Document segment —
In all professional negligence claims the Civil Procedural Rules provide that before commencing a claim, certain procedural steps must be followed (depending on which type of professional you intend to sue).
What follows is a step-by-step guide for a claimant on how to start a professional negligence claim. If the steps are not followed, a court is likely to criticise the defaulting party and there could be potential adverse costs consequences.
If you have suffered financial loss at the hands of a professional who has failed to act to the requisite professional standards, we can assist you. Our professional negligence team have assisted many high net worth individuals and SME businesses obtain compensation from negligent professional advisers such as Accountants, Architects, Builders, Construction and other Engineers, Financial Advisers, Lawyers, Surveyors, Tax Advisers and Valuers.
What is professional negligence?

Data excerpts —
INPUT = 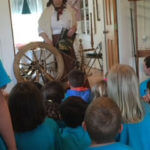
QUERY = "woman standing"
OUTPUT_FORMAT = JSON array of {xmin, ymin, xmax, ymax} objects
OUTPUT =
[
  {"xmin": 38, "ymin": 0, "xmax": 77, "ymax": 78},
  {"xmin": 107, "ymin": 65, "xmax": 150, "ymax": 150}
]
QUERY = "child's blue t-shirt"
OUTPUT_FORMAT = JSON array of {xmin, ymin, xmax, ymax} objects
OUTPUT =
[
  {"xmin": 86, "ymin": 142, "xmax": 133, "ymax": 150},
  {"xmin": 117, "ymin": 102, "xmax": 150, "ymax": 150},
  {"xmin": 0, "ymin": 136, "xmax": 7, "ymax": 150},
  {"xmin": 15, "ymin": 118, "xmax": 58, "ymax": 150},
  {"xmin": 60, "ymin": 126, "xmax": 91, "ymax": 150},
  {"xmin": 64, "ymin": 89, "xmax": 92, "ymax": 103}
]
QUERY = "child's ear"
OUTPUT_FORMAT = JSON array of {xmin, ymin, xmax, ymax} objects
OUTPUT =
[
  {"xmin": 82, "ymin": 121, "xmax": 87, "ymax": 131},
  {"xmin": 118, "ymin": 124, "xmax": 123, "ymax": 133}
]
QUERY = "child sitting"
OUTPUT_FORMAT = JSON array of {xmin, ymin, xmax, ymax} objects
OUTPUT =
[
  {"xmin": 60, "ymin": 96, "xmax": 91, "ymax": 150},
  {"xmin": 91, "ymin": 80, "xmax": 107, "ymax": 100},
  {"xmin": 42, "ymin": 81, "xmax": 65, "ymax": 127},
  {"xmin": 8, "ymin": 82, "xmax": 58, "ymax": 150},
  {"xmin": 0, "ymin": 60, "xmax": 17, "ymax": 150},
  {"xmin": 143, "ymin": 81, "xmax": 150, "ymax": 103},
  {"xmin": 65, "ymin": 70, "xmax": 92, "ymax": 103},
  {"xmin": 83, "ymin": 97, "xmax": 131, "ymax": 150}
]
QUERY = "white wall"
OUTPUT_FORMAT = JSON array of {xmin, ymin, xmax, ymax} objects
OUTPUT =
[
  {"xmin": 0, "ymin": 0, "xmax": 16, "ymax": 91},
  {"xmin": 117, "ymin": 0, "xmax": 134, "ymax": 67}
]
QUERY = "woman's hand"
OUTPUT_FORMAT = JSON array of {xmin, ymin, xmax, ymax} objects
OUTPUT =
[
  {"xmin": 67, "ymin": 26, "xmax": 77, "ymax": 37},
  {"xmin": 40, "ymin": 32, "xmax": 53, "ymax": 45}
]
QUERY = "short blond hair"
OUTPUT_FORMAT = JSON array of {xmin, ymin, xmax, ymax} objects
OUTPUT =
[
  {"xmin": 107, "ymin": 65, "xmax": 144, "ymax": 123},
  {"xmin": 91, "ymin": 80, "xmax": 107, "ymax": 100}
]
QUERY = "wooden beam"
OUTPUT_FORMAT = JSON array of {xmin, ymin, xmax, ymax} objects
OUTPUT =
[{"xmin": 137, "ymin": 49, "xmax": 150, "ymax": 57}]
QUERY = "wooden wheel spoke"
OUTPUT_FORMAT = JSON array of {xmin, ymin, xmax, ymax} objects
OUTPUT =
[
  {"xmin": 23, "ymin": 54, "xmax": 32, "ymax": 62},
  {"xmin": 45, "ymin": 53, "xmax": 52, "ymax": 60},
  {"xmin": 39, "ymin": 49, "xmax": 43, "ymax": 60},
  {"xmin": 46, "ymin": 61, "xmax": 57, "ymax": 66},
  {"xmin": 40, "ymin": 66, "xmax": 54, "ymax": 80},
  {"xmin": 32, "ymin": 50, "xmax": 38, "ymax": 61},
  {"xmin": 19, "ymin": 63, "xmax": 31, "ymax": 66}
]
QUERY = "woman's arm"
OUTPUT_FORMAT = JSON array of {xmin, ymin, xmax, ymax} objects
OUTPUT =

Requirements —
1. Rewrite the paragraph of the professional negligence guide that begins "If you have suffered financial loss" as a short bulleted list that keeps its main facts.
2. Write the next part of the professional negligence guide, picking up after its final line.
The records have no connection to the professional negligence guide.

Outputs for the tasks —
1.
- Anyone who has suffered financial loss because a professional failed to act to the required professional standards can get help from the team.
- The professional negligence team has helped many high net worth individuals and SME businesses obtain compensation.
- The negligent advisers involved include accountants, architects, builders, construction and other engineers, financial advisers, lawyers, surveyors, tax advisers and valuers.

2.
Professional negligence is the failure to act with the duty of care expected by a reasonable professional of that profession. Duties of care can arise by contractual arrangement or by common law tort. The professional must conduct him or her self to the professional standard commonly held by those in the same profession.
Which Professionals can be Sued for Negligence?
A professional is defined by the courts as an individual, firm or company who have expertise and exercise kill in the services they offer and provide. The list of professionals who can be sued is extensive. We can assist clients who have suffered personal or financial loss due to a duty being breached by members of the following professions.
Claims against Legal Professionals
- Legal executives;
- Licenced coveyancers;
- Patent attorneys;
- Trade mark attorneys;
- Costs lawyers;
- Notaries; and
- Chartered accountants.
Claims against Professionals in the Property Industry
- Chartered surveyors;
- Planning consultants;
- Quantity surveyors; and
Claims against Professionals in the Finance sector
- Financial advisers/IFAs;
- Insurance brokers;
- Tax advisers; and
What is the Pre-Action Protocol for Professional Negligence
Any party to litigation or any party contemplating litigation has to follow the Civil Procedure Rules 1998 (the CPR). As a result, the provisions of the CPR are applicable, in particular the Pre-Action Protocol for Professional Negligence (professional negligence PAP).
The new pre action protocol for professional negligence came into effect in May 2018, on which date claims to be issued from then must comply with.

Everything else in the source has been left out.